Dataset items
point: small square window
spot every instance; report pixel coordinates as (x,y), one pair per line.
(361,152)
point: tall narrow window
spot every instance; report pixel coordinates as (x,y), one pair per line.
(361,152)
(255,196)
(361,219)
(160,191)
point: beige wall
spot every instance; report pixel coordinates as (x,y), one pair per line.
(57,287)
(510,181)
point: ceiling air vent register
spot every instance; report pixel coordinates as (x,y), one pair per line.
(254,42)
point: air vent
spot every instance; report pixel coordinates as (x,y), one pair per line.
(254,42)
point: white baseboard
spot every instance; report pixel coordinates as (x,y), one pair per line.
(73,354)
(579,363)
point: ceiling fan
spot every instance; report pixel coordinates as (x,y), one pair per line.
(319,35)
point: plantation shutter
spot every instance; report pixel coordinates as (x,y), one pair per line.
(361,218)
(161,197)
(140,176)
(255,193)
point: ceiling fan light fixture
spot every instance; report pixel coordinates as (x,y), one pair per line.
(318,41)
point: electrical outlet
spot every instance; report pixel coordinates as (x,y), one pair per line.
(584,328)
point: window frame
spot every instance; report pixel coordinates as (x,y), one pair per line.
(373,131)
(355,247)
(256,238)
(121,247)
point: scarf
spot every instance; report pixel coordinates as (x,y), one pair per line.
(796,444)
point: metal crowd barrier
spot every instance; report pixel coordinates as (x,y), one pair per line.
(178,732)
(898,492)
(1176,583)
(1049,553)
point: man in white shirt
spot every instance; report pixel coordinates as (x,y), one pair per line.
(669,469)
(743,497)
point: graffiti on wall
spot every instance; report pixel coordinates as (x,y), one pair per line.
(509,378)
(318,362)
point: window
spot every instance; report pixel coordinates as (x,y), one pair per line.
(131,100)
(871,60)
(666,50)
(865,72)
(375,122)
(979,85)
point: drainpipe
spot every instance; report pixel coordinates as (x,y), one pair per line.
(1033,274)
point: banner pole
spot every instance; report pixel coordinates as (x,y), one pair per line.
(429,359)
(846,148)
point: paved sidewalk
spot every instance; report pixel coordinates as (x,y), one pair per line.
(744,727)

DO THIS - Rewrite the material from the line holding "point: man in white shirt" through the end, inclusive, swapping "drainpipe" for "downspout" and leaving everything else unchanged.

PROBLEM SOLUTION -
point: man in white shirt
spot every instance; report pixel coordinates as (x,y), one pair per line.
(669,469)
(743,497)
point: graffiti on wall
spot every instance; report pixel coordinates as (x,y), one pair per line.
(509,378)
(318,362)
point: window
spot every instance; report pixel coordinates as (x,y), one pair per line.
(131,100)
(871,60)
(666,50)
(865,72)
(375,122)
(979,85)
point: downspout
spot every instance; report pixel coordinates as (x,y), one pair per line.
(1033,274)
point: banner pole
spot every instance; report pixel coordinates as (x,y), one pair per line.
(429,359)
(846,148)
point: paved sidewalk
spot every instance; report pixel coordinates as (x,y), one pair per line.
(744,727)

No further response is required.